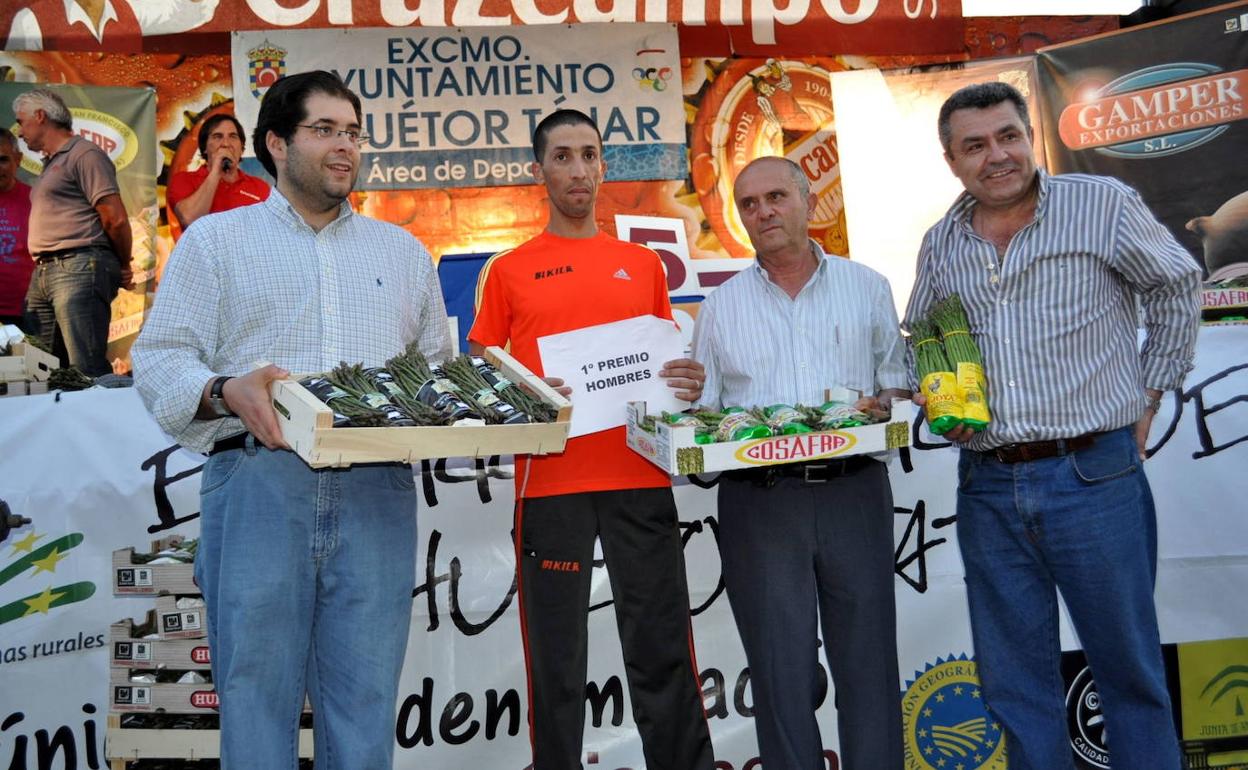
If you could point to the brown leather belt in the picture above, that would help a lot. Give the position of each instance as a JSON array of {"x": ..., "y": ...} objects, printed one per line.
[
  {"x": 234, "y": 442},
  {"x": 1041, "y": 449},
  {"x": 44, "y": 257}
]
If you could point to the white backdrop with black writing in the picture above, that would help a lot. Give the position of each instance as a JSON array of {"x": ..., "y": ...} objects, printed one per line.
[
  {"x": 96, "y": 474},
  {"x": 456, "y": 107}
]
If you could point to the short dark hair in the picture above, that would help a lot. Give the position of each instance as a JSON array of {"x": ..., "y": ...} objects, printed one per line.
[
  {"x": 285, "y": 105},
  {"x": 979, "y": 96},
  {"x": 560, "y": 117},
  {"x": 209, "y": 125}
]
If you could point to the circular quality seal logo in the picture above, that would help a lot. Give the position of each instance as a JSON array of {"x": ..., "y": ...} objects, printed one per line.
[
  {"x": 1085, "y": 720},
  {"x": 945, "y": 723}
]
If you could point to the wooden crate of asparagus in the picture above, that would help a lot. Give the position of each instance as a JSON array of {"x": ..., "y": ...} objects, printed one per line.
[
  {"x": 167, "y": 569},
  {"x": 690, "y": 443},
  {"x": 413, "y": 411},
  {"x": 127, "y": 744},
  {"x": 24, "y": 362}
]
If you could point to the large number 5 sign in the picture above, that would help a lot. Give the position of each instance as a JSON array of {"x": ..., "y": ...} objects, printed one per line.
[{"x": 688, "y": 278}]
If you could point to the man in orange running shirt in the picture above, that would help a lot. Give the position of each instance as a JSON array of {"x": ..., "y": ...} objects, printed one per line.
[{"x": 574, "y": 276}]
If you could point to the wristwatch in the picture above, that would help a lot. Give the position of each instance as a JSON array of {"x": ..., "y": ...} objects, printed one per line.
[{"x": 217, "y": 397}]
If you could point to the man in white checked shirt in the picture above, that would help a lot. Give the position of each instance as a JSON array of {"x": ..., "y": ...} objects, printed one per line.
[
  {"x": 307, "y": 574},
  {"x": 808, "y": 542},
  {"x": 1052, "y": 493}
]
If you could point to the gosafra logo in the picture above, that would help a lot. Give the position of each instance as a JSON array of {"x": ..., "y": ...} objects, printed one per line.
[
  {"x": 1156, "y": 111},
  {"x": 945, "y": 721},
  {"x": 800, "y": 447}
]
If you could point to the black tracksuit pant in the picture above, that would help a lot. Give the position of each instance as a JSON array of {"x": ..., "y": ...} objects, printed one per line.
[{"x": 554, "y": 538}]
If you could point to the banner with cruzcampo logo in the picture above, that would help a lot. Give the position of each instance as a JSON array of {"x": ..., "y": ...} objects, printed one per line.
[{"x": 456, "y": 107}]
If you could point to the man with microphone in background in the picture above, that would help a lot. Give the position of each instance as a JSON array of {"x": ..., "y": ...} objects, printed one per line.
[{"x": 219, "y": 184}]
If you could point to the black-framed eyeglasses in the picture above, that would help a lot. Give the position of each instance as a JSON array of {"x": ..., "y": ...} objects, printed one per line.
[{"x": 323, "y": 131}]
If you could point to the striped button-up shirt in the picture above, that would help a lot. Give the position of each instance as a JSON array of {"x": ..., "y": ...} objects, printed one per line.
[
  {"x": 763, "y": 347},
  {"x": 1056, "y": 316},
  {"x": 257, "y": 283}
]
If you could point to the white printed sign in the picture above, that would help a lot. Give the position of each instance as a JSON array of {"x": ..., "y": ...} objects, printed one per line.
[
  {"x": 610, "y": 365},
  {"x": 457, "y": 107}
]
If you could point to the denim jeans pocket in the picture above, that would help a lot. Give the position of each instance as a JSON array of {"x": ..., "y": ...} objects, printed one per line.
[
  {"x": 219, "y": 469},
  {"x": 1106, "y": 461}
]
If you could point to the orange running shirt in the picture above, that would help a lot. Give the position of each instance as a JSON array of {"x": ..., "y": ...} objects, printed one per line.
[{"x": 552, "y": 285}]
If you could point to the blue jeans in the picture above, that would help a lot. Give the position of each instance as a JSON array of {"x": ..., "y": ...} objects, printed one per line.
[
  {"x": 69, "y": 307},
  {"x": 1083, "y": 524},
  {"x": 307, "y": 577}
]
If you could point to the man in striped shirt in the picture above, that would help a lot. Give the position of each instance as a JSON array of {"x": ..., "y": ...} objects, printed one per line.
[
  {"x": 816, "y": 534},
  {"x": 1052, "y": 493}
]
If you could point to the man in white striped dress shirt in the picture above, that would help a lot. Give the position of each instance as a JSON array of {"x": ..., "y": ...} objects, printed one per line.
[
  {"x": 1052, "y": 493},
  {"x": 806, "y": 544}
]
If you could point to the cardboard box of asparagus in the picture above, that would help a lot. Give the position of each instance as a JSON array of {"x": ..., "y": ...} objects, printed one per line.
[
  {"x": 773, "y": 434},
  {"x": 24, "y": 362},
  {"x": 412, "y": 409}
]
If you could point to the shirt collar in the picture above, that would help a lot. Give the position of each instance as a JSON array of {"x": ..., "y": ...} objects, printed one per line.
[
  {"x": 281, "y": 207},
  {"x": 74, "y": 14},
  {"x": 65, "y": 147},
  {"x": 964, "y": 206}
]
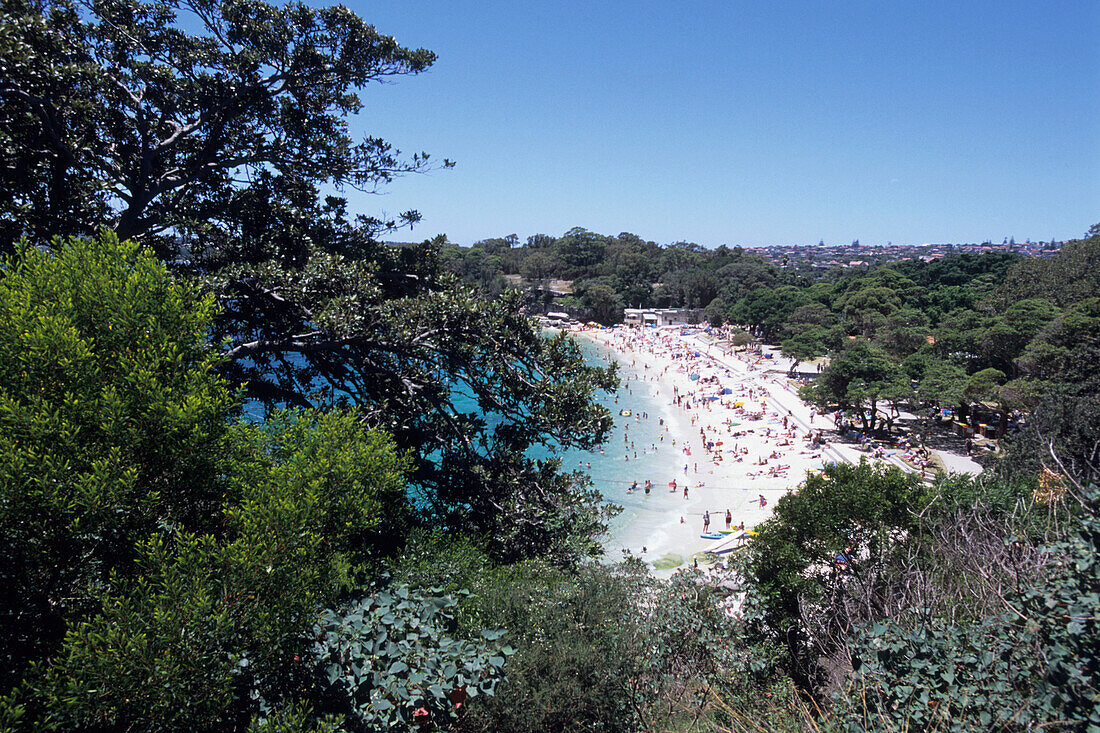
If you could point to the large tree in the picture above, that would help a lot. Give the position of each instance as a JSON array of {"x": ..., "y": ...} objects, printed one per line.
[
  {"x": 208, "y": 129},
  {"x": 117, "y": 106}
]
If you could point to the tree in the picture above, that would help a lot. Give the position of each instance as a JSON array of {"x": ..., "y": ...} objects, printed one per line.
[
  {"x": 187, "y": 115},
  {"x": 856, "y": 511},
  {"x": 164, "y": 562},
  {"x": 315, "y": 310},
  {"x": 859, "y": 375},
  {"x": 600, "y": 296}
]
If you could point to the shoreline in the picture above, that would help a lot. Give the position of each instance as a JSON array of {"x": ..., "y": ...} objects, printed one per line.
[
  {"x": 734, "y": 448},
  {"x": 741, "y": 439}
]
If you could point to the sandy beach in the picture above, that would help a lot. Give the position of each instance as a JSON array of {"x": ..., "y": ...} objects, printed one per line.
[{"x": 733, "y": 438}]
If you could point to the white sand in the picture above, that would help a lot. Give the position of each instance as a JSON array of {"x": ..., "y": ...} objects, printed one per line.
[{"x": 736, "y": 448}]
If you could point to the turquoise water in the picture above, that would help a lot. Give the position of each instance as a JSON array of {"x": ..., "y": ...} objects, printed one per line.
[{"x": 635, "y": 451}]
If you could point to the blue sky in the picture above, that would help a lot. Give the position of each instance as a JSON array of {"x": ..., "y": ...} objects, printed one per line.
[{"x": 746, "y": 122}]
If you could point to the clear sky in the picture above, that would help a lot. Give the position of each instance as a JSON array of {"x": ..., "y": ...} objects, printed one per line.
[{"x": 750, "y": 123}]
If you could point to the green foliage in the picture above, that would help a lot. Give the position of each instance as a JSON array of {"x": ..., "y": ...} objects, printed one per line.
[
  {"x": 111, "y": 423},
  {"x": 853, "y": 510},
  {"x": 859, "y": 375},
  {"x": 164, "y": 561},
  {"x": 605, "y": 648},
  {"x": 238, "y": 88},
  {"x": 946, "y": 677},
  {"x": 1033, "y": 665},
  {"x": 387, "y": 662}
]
^^^^^^^^^^^^^^^^
# [WHAT YOU SHOULD DO]
Copy out every one of the records above word for word, leaving out the pictures.

# [WRITTEN RESPONSE]
If you could point to the brown leather belt in the picture above, that would help a lot. Give the position of each instance as a JSON array of {"x": ..., "y": ...} objects, printed one per line.
[
  {"x": 234, "y": 442},
  {"x": 1041, "y": 449},
  {"x": 44, "y": 257}
]
If you could point to the white backdrop with black writing in the picture above, that would help a lot. Give the position of each instance as a JSON array of {"x": ..., "y": ...} objects, printed one per line.
[
  {"x": 96, "y": 474},
  {"x": 456, "y": 107}
]
If you could point to the short dark hair in the picture above, that would help a lot. Give the position of each instance as a JSON array of {"x": ..., "y": ...} objects, printed one per line.
[
  {"x": 285, "y": 105},
  {"x": 979, "y": 96},
  {"x": 560, "y": 117},
  {"x": 209, "y": 125}
]
If you could point to the circular quality seal logo in the picture above, that would help a lot. Give the position of each instance as a JSON array of {"x": ..., "y": ...} objects, printed one per line.
[
  {"x": 1085, "y": 720},
  {"x": 945, "y": 723}
]
If you could point to the wooden crate of asparagus in the picture above, that would help a lot. Give the position of each instance as a JSON array of {"x": ..., "y": ...} objects, printed one per line.
[
  {"x": 167, "y": 569},
  {"x": 690, "y": 443},
  {"x": 413, "y": 411},
  {"x": 127, "y": 744},
  {"x": 24, "y": 362}
]
If you could point to the large number 5 sign in the picture above, that would help a lot. Give the position of each instance as a JSON array of {"x": ..., "y": ...} objects, printed one per line.
[{"x": 688, "y": 278}]
If you could point to the man in orange running shirt in the picture above, that would help a lot. Give the position of each instance as a JSON array of {"x": ..., "y": ...} objects, printed one per line.
[{"x": 574, "y": 276}]
If you could point to the wristwatch in the picture above, that would help a lot. Give the position of each instance as a JSON array of {"x": ..., "y": ...} objects, printed one per line.
[{"x": 217, "y": 397}]
If you could point to the man in white checked shirt in the picture above, that would help a lot. Give the position of each instance as a JSON array of {"x": ..., "y": ...} objects, printed one per line.
[
  {"x": 307, "y": 574},
  {"x": 808, "y": 542},
  {"x": 1052, "y": 493}
]
If you could point to the gosafra logo in the picture above, that would help a lot. Give the position of each instance as a JSON array of {"x": ..., "y": ...} objects, printed one per line.
[
  {"x": 1156, "y": 111},
  {"x": 945, "y": 721},
  {"x": 800, "y": 447}
]
If you could point to the black tracksuit pant in the picture above, that would help a lot. Give the position of each instance as a JSON array of {"x": ..., "y": ...} objects, printed one per line.
[{"x": 554, "y": 538}]
If you could point to the banner with cruzcampo logo in the picture above, that would help a lot. Give the position of each instance as a JSON array of {"x": ..., "y": ...} objects, printed one per line.
[{"x": 456, "y": 107}]
If you could point to the man with microphone in background in the picture above, that would help a lot. Give the position of each instance as a JSON array of {"x": ..., "y": ...} objects, printed one per line.
[{"x": 219, "y": 184}]
If you could point to the black-framed eyeglasses in the picture above, that would help a lot. Give the position of each instance as a JSON array of {"x": ..., "y": ...} objects, printed one per line.
[{"x": 323, "y": 131}]
If you could point to the striped button-up shirt in the picture above, that would help a lot. Give the position of each instance as a JSON array of {"x": ..., "y": ...} objects, printed one per line.
[
  {"x": 763, "y": 347},
  {"x": 1056, "y": 316},
  {"x": 257, "y": 283}
]
If you could point to the white printed sign in the picture above, that would help a lot. Give the position of each instance as a JSON array of {"x": ..., "y": ...} objects, printed one per line.
[
  {"x": 610, "y": 365},
  {"x": 457, "y": 107}
]
If you could point to the denim jeans pocket in the picture above, that would help a lot. Give the position of each instance as a JSON array of {"x": ..., "y": ...} objects, printed one per line.
[
  {"x": 219, "y": 469},
  {"x": 1106, "y": 461}
]
If you could point to the orange running shirt in the picture above, that would help a lot. Give the position of each instance as a JSON array of {"x": ..., "y": ...} objects, printed one per line.
[{"x": 552, "y": 285}]
If you could point to the blue jeans in the picture above, that would help a lot. Give the position of each instance as a JSON array of {"x": ..., "y": ...} objects, printed one per line.
[
  {"x": 69, "y": 307},
  {"x": 1083, "y": 524},
  {"x": 307, "y": 577}
]
If you could point to the man in striped shirt in the picture above, that would help a lot. Give the position of each instance as a JSON array of {"x": ..., "y": ...} objects, printed one per line.
[
  {"x": 816, "y": 534},
  {"x": 1052, "y": 493}
]
If you could point to the man in white striped dress shirt in the picture above, that would help a lot. Give the position of each instance as a JSON array of {"x": ..., "y": ...} objects, printed one per line.
[
  {"x": 1052, "y": 493},
  {"x": 806, "y": 544}
]
If you could point to the cardboard box of asparagus in the picture above, that would help a lot. Give the position of each instance as a JSON array of {"x": ..., "y": ...} objects, printed one per line.
[
  {"x": 773, "y": 434},
  {"x": 24, "y": 362},
  {"x": 412, "y": 409}
]
If you could point to the shirt collar in the picture above, that would help a lot. Give the position of each instance as a JSON array of {"x": ..., "y": ...} objects, printed one per line.
[
  {"x": 281, "y": 207},
  {"x": 74, "y": 14},
  {"x": 65, "y": 147},
  {"x": 964, "y": 206}
]
If you could point to the large tree in the picture above, that would help a lot. Give the position of each instance as a JSON array of {"x": ..., "y": ...} objects, printed one per line.
[
  {"x": 208, "y": 129},
  {"x": 117, "y": 106}
]
If you could point to the tree in the picture above, that would help a lot. Give the position of each instance as a JSON array of {"x": ..., "y": ...} objects, printed one per line.
[
  {"x": 187, "y": 115},
  {"x": 856, "y": 511},
  {"x": 164, "y": 562},
  {"x": 315, "y": 310},
  {"x": 859, "y": 375},
  {"x": 600, "y": 296}
]
If you could point to the shoreline in the picture above, that would help a lot. Give the position of each instance as a JSON array of {"x": ..., "y": ...} objects, printed one per line.
[
  {"x": 734, "y": 448},
  {"x": 741, "y": 439}
]
If you could point to the sandy beach in the picture above, that would help a lot. Give the position of each instance as a JSON array of {"x": ..., "y": ...} objects, printed one per line.
[{"x": 733, "y": 438}]
If you could point to the white sand in the picture above, that would help a lot. Give the position of each instance as a JSON array of {"x": ..., "y": ...} objects, printed one per line.
[{"x": 736, "y": 448}]
If you could point to the turquoise water in the picture above, that would help a lot. Give the position of each instance as a JSON array of {"x": ..., "y": ...} objects, printed one per line.
[{"x": 635, "y": 451}]
If you could point to the blue sky in the picture above, that would help a lot. Give the position of each instance as a JSON array of {"x": ..., "y": ...} objects, printed one per line.
[{"x": 746, "y": 122}]
If you could point to the clear sky in the picture above, that would help a lot. Give the position of each instance as a JSON array of {"x": ..., "y": ...} objects, printed one per line.
[{"x": 750, "y": 123}]
If you could point to the green foliage in the picture above, that would help a lot. Give the position of each instance as a JSON array of {"x": ..., "y": ...} objects, printed one per line.
[
  {"x": 111, "y": 423},
  {"x": 853, "y": 510},
  {"x": 859, "y": 375},
  {"x": 164, "y": 561},
  {"x": 605, "y": 648},
  {"x": 238, "y": 88},
  {"x": 946, "y": 677},
  {"x": 1033, "y": 665},
  {"x": 387, "y": 662}
]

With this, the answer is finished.